::: Text to read :::

Artist Spotlight: Mannheim Steamroller

What the hell is a Mannheim Steamroller? We’ll get to this band’s punny denotative meaning, but I can tell you right now what it connotes. It’s a faceless synthesizer juggernaut that turns Christmas carols into ’80s New Age ear-blasters, and proves, through its millions upon millions of record sales, that your ideas of “taste” and “class” simply do not exist.

But hear me out. As usual, the Spotlight reveals some amusing and unexpected fun facts lurking in the life of even the most odious of musical acts. For your sake, I’ll keep it brief.

The man behind Mannheim Steamroller is named Chip Davis, and he got his start writing advertising jingles in the 1970s. One of his clients was Old Home Bread. Davis’s creative director, Bill Fries, invented a trucker named C.W. McCall to appear in multiple commercials for this product, for which Davis wrote the jingles.

::: Data rows :::

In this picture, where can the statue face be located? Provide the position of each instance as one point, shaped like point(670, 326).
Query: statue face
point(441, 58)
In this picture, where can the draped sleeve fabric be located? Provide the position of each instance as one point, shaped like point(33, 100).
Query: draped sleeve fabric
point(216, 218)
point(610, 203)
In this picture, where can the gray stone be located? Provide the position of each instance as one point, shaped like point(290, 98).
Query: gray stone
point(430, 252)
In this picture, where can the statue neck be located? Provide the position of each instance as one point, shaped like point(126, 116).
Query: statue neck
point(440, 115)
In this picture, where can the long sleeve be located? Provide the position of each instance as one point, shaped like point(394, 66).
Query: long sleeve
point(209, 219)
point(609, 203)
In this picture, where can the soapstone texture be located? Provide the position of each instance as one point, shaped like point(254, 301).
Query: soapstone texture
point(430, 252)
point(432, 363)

:::

Please copy the Mannheim Steamroller spotlight word for word, everything from "What the hell" down to "do not exist.". These records were taken from a separate source.

**In response**
What the hell is a Mannheim Steamroller? We’ll get to this band’s punny denotative meaning, but I can tell you right now what it connotes. It’s a faceless synthesizer juggernaut that turns Christmas carols into ’80s New Age ear-blasters, and proves, through its millions upon millions of record sales, that your ideas of “taste” and “class” simply do not exist.